### Saved entries:

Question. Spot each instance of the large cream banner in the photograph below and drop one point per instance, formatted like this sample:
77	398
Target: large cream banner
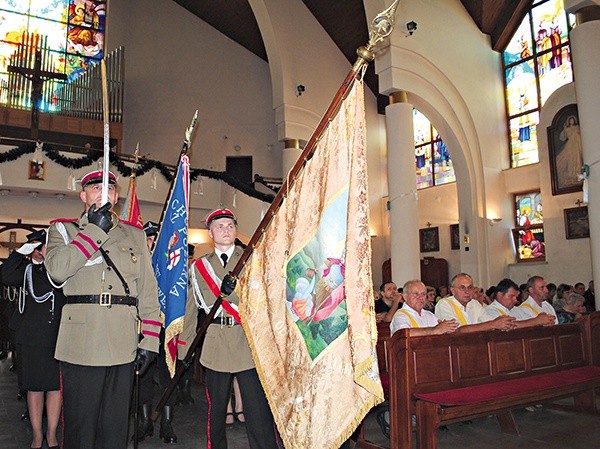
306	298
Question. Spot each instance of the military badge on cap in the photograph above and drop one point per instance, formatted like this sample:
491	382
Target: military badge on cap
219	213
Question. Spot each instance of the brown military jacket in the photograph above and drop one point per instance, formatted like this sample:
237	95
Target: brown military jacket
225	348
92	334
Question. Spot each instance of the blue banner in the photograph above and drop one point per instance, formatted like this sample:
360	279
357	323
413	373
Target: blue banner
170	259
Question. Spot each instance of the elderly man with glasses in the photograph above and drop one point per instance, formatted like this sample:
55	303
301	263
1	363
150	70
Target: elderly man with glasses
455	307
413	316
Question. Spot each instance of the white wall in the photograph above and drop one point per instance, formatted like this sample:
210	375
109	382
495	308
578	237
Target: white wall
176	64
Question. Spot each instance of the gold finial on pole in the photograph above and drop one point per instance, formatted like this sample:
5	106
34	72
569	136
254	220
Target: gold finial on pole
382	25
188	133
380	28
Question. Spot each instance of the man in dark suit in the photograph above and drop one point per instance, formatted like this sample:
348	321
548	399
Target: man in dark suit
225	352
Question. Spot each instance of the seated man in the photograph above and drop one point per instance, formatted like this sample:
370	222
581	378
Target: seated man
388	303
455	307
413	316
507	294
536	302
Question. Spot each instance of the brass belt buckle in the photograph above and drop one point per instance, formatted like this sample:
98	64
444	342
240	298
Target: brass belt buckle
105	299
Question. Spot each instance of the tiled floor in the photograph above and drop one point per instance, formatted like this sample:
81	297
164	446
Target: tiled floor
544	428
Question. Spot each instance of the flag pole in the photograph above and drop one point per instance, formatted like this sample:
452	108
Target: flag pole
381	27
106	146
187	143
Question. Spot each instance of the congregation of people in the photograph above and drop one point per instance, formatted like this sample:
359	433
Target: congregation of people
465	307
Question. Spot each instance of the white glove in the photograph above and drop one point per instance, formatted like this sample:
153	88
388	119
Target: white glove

### What to do:
The records above should be returned exactly, with only their pictures held back.

### Response for this exercise:
Question. Spot each instance of the large cream banner in the photograph below and drop one point per instance, formatted like this sample:
77	398
Target: large cream banner
306	298
Question. Spot each instance of the military badge on cap in the photograph above and drop one point per instance, formatted like this sample:
491	382
Target: military badge on cap
219	213
Question. Spot each instance of the brown military jacket in the photograph above and drop one point per instance, formatted like this sample:
237	95
Target: brown military jacket
225	348
92	334
Question. Spot each instance of the blue banner in the photograph above and drop one point per instance, formatted like this sample:
360	279
357	323
413	373
Target: blue banner
170	259
Question. Spot each instance of the elderly man with glasses in the photograph above and drop one point per instance, formatted like this sample:
55	303
301	263
1	363
150	70
Target: elderly man with glasses
455	307
413	316
Question. Spot each instance of the white wall in the photograph above and drop one point per instance, formatted like this sample:
210	375
109	382
495	308
578	237
Target: white wall
176	64
Question. Spot each instance of the gold finial on pole in the photograph above and drop one point per instance, formatted like this sample:
5	106
34	72
569	136
254	220
Target: gold finial on pole
382	25
188	133
380	28
Question. Spot each instance of the man in dark suit in the photograph above and drop one point per instance, formatted like this sample:
348	321
548	399
Target: man in dark suit
225	352
Question. Spot each instance of the seated man in the photograph above and drop one point per instance, formatted like this sample:
370	222
581	378
Target: seated man
388	303
455	307
413	316
507	294
536	302
Question. Spot each instance of the brass belt buckle in the photograph above and drop one point per instance, formatted like this sample:
98	64
444	342
240	298
Target: brass belt buckle
105	299
Question. Spot each instance of the tiled floor in the photograph above and drop one point per instance, formatted like this sample:
81	297
164	446
Target: tiled floor
544	428
Question. Spot each instance of the flag pole in the photograph above and drop one point per instance, formatted like this sample:
452	108
Target: flag pole
381	27
106	146
187	143
Question. Spot each instance of the congregation of people in the photograph above and drop one point per instance, formatted like this sample:
359	433
Target: congregation of people
465	307
Question. Spot each instance of the white glove in the photograph above and drop one point per instance, formatted like this sample:
153	88
388	119
Target: white glove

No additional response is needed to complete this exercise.